Exercise = Given the material below, return only the lines starting at the line with "Target: beige lower body panel" and ending at the line with "house in the photo above.", exactly as they appear.
+++
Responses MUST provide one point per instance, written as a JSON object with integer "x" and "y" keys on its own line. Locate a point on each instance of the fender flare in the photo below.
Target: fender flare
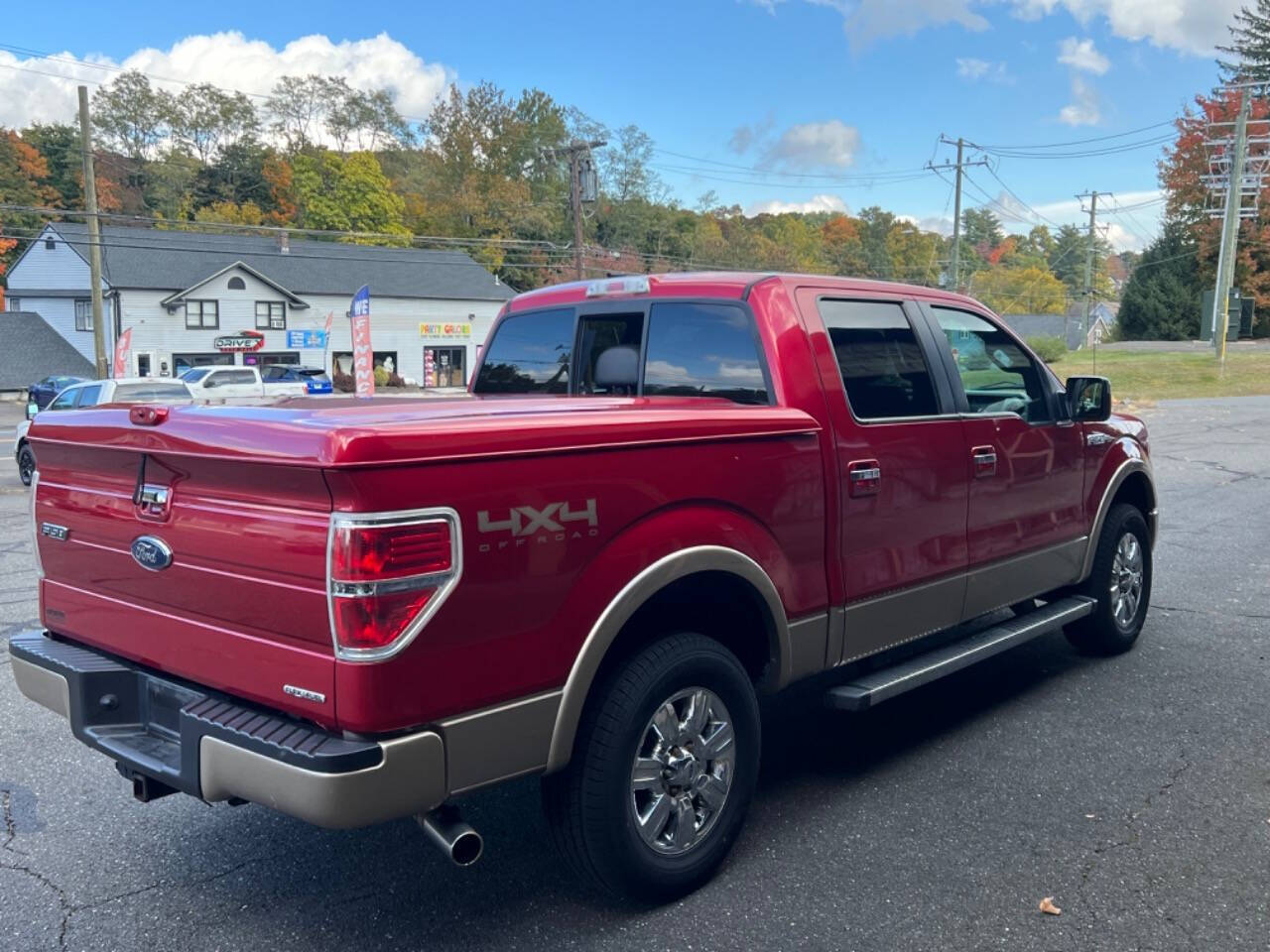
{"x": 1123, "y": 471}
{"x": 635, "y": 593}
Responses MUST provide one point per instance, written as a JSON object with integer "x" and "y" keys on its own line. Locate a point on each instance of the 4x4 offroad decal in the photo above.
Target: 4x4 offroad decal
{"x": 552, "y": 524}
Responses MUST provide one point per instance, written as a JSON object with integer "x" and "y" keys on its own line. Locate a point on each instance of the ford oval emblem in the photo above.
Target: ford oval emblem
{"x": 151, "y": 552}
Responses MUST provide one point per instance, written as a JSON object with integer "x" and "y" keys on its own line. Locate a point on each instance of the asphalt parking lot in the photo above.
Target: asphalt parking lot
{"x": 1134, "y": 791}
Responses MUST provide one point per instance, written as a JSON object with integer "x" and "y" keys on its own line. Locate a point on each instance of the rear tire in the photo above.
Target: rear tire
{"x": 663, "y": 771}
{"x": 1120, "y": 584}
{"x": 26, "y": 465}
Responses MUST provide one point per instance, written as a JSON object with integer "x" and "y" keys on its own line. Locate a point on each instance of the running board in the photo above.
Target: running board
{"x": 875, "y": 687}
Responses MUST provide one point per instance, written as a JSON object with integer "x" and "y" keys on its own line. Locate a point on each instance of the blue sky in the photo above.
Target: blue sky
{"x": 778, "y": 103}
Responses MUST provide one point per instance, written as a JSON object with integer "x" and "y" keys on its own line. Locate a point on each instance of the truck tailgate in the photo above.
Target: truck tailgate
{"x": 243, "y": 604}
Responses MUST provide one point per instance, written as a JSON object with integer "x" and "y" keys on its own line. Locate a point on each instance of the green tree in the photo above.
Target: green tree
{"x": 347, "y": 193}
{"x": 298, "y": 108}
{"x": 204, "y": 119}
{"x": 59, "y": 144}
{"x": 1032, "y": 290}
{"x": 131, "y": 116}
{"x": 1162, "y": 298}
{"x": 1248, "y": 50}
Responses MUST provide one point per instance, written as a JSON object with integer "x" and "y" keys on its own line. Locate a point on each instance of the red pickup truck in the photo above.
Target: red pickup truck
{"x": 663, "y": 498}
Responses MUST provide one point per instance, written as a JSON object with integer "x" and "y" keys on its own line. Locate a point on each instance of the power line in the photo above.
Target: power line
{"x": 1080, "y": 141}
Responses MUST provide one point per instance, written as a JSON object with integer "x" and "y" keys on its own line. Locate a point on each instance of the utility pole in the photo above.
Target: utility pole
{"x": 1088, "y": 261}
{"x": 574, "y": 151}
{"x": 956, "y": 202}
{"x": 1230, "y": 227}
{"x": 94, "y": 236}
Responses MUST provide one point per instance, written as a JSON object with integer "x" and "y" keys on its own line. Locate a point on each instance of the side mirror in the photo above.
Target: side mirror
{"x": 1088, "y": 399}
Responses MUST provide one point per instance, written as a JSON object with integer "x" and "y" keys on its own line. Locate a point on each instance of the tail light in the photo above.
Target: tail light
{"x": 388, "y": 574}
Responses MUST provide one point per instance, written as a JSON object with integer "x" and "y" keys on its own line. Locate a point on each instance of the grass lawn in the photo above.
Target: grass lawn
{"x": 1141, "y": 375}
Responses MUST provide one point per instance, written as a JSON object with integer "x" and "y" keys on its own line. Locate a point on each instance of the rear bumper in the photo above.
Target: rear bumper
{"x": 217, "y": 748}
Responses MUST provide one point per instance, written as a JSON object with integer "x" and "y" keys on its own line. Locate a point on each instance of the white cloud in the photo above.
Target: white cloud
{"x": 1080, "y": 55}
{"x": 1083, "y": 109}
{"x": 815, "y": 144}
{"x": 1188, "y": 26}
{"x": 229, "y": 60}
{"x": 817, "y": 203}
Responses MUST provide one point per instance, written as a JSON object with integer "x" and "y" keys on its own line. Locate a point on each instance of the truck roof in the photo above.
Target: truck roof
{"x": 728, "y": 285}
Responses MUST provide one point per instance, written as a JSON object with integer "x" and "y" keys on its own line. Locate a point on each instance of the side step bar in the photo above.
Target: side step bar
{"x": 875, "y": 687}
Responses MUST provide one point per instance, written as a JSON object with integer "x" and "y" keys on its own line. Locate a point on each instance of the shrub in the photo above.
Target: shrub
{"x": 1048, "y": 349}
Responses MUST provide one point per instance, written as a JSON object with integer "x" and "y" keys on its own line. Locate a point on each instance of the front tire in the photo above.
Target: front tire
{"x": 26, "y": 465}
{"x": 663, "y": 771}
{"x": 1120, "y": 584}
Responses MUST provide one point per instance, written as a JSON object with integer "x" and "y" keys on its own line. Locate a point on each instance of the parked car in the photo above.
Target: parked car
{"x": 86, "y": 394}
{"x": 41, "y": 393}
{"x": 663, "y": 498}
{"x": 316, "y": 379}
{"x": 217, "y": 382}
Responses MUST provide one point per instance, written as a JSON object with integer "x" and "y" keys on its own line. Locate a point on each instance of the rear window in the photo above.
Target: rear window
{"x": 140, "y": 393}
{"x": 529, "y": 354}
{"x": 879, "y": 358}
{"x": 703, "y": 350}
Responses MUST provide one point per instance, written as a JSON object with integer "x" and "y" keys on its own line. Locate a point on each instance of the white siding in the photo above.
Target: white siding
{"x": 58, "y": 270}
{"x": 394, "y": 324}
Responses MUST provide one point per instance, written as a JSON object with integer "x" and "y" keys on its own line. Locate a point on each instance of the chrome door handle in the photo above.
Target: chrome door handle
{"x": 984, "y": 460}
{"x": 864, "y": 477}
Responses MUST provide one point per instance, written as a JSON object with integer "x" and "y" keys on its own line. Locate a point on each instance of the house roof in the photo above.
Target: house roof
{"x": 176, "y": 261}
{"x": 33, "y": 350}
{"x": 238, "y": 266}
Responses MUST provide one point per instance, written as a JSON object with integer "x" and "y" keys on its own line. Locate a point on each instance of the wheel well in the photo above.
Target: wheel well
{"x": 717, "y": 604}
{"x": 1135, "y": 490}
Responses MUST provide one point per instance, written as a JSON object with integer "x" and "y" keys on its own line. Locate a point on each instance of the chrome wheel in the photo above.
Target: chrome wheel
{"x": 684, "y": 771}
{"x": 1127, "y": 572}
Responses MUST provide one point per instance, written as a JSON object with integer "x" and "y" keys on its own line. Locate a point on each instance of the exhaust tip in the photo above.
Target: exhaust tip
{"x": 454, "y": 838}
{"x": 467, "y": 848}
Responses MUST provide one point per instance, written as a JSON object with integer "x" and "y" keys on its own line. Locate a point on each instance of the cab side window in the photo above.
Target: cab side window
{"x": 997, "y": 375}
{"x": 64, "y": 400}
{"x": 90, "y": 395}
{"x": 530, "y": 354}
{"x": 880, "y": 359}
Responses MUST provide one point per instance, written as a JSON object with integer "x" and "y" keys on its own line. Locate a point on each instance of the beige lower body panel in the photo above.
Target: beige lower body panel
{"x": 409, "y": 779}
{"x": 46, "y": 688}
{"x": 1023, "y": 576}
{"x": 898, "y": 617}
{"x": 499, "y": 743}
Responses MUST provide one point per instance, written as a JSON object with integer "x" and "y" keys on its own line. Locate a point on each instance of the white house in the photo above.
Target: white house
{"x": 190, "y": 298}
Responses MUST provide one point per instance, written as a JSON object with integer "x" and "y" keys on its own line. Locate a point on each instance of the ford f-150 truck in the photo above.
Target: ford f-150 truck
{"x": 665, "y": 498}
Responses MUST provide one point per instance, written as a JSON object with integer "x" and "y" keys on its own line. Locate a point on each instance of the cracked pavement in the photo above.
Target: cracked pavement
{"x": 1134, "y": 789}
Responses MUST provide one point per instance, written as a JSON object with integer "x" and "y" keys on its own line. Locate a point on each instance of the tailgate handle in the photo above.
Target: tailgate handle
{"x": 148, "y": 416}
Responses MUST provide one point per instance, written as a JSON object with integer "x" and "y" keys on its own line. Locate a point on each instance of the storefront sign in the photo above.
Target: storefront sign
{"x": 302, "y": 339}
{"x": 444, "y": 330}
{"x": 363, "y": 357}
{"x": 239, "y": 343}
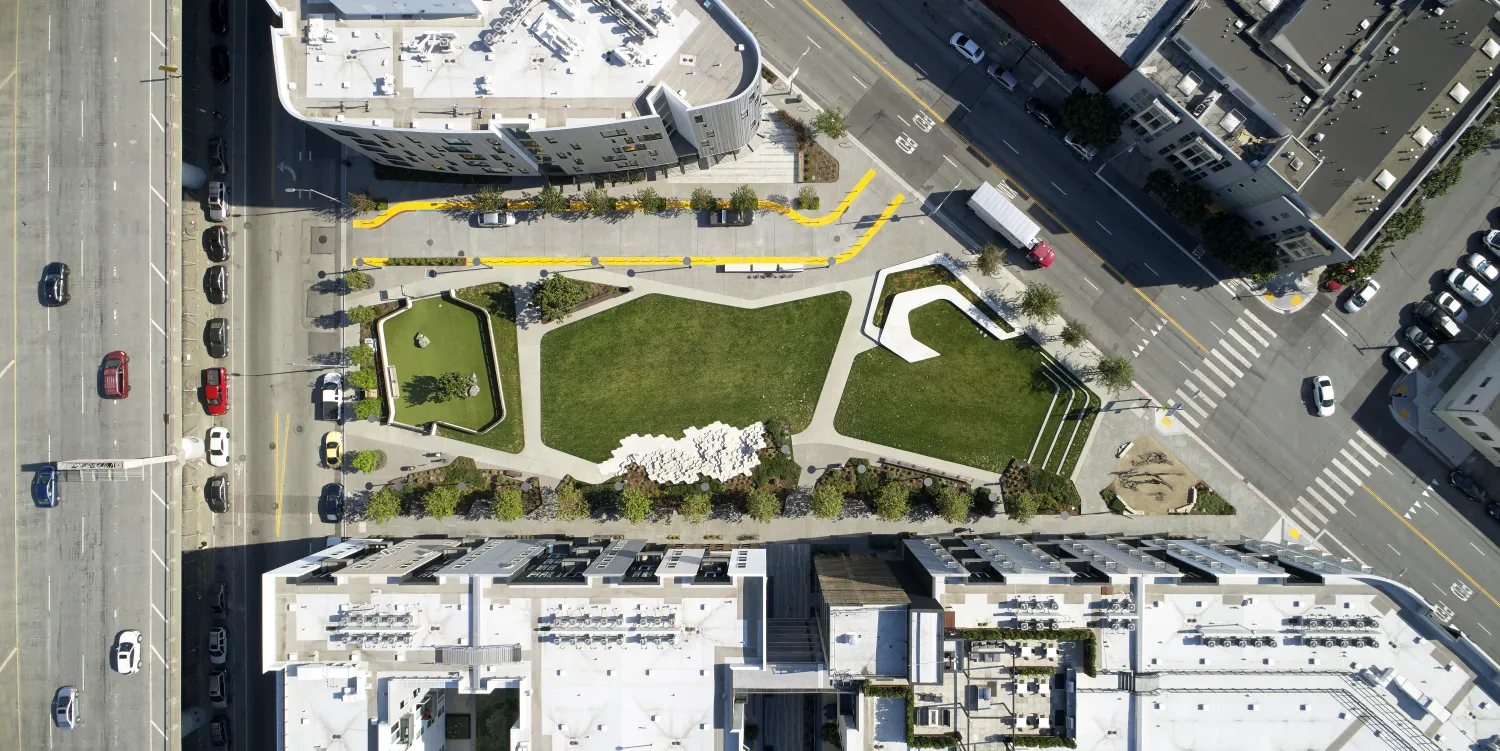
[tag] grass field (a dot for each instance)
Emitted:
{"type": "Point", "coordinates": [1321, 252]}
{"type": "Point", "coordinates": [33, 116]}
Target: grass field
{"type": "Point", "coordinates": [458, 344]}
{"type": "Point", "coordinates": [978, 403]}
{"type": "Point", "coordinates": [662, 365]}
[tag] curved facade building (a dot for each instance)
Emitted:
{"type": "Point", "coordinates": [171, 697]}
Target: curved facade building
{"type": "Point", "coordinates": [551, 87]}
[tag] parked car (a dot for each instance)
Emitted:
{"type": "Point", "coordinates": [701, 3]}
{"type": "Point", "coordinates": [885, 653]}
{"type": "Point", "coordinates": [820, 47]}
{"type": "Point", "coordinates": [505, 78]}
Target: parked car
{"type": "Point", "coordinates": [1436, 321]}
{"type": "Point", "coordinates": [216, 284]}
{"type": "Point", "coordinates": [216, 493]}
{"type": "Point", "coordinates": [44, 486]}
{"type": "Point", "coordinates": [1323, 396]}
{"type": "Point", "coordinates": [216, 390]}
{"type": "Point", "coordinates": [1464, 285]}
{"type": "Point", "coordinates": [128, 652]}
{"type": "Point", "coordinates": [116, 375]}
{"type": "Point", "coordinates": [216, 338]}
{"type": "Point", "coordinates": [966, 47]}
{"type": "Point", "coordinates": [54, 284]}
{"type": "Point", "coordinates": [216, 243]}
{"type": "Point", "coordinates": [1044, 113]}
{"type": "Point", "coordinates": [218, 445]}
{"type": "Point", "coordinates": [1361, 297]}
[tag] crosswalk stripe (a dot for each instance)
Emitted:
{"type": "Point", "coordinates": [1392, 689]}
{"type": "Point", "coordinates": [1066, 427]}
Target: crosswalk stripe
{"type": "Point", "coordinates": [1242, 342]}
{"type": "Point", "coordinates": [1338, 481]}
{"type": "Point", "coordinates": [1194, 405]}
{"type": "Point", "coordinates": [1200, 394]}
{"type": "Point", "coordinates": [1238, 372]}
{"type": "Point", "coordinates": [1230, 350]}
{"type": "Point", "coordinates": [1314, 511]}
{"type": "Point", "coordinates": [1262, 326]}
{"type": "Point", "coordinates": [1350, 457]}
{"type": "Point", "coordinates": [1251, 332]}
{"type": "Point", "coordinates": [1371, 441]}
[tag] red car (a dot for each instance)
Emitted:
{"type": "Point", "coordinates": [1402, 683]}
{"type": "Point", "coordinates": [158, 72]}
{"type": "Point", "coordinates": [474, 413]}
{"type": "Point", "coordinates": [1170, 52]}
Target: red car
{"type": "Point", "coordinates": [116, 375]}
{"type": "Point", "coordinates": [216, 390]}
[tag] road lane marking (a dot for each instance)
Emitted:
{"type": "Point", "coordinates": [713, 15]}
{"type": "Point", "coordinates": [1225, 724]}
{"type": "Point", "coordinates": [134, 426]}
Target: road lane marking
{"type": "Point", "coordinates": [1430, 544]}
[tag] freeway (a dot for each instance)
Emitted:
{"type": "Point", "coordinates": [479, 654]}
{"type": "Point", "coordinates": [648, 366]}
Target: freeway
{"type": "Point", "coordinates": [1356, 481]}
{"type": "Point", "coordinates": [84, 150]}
+++
Result of the exercise =
Target: beige lower body panel
{"x": 409, "y": 779}
{"x": 46, "y": 688}
{"x": 1023, "y": 576}
{"x": 898, "y": 617}
{"x": 499, "y": 743}
Responses MUST provide one point per instance, written as a JSON object with integer "x" and "y" keys on its own line. Locate a point on each instance of the white house in the photo above.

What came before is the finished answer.